> _Task requirements_
Lines from the one containing "Target: stainless steel range hood" through the end of the entries below: set them down exactly, both ends included, with nothing added.
START Supplied material
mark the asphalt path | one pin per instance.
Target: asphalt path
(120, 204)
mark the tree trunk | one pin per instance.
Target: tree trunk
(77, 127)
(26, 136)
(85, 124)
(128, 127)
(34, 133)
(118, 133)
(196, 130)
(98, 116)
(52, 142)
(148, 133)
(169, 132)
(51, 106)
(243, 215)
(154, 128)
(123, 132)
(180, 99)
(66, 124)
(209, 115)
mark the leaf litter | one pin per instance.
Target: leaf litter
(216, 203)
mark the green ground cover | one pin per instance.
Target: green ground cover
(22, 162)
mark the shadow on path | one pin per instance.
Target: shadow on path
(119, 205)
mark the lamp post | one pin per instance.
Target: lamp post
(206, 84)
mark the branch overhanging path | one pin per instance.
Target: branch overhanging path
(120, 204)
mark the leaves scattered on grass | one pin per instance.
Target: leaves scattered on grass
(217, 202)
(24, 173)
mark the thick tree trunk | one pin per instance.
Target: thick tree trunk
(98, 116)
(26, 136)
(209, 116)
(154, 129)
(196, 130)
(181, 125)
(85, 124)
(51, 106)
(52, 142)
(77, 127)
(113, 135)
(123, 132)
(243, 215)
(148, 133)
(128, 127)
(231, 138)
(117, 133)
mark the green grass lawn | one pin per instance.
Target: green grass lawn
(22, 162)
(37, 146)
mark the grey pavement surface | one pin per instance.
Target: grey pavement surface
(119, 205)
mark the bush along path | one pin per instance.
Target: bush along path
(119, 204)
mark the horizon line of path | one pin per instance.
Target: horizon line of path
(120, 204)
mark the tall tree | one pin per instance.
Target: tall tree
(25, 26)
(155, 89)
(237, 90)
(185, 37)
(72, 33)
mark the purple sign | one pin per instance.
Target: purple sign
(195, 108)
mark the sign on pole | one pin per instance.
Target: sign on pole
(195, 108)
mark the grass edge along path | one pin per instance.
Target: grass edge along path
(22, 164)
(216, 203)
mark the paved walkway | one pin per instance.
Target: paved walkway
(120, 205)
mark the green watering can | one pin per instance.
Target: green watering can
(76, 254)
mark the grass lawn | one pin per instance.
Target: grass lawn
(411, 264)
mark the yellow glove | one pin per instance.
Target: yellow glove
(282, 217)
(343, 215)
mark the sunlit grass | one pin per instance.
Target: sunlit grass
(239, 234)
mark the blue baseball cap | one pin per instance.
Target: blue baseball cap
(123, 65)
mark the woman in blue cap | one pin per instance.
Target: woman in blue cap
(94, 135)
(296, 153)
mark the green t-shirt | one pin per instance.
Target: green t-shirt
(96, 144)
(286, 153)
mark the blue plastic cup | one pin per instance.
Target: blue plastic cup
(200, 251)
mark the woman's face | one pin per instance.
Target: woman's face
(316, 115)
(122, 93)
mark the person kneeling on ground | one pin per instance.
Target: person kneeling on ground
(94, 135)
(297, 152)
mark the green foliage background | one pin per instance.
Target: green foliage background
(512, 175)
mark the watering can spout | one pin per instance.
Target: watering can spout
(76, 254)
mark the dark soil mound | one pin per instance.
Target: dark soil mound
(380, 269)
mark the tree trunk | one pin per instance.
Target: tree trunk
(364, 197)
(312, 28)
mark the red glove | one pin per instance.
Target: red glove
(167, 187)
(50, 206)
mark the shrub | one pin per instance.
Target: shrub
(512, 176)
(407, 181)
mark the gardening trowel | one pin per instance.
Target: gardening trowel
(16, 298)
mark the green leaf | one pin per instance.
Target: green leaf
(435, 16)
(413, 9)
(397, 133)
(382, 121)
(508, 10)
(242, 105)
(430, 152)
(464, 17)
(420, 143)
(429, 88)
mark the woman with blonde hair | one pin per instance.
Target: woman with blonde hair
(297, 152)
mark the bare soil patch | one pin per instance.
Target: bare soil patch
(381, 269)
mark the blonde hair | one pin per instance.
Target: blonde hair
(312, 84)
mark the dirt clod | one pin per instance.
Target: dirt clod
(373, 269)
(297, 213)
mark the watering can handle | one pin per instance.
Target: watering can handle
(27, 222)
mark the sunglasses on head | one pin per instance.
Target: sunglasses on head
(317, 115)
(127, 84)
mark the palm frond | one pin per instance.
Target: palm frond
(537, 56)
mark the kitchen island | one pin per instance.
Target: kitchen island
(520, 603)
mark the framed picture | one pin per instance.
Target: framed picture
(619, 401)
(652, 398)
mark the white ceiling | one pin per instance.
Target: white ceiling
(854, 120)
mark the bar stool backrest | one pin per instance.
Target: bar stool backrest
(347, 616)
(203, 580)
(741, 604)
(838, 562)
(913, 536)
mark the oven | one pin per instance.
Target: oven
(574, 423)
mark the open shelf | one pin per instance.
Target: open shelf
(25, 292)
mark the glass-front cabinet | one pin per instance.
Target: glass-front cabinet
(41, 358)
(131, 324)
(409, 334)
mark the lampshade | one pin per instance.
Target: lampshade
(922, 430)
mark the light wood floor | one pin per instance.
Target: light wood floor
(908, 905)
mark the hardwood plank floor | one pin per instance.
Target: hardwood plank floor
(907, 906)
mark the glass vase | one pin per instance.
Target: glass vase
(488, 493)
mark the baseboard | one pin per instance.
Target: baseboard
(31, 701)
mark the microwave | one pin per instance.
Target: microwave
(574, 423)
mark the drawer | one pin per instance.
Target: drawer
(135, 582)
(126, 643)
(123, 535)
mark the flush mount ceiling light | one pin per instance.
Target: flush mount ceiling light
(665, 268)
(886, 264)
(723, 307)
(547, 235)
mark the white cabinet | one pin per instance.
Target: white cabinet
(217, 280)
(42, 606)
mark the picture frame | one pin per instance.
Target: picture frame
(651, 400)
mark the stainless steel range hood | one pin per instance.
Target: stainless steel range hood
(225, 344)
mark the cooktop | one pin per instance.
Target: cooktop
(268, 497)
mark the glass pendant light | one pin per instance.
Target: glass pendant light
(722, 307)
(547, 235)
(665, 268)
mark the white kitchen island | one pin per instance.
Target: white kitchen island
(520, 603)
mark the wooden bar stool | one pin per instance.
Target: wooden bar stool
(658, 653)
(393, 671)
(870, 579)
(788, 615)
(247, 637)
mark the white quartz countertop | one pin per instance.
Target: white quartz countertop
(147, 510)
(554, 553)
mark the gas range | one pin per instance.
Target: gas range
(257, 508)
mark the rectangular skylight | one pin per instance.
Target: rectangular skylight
END Supplied material
> _Result for this task_
Target: stainless steel range hood
(225, 344)
mark the cooktop | one pin per instance.
Target: cooktop
(268, 497)
mark the glass pendant light | one pin per instance.
Target: glass pendant light
(722, 307)
(547, 235)
(665, 268)
mark the white kitchen island | one pin per instance.
Target: white kitchen island
(520, 603)
mark the wooden bar stool | one pin per instance.
Target: wooden bar stool
(658, 653)
(393, 671)
(870, 579)
(788, 615)
(247, 637)
mark the white quartz countertop | one pin per instance.
Target: white quartz countertop
(147, 510)
(554, 553)
mark the gas range | one pin per instance.
Target: gas range
(257, 508)
mark the rectangular skylight | one pin per instance.
Target: rectangular skylight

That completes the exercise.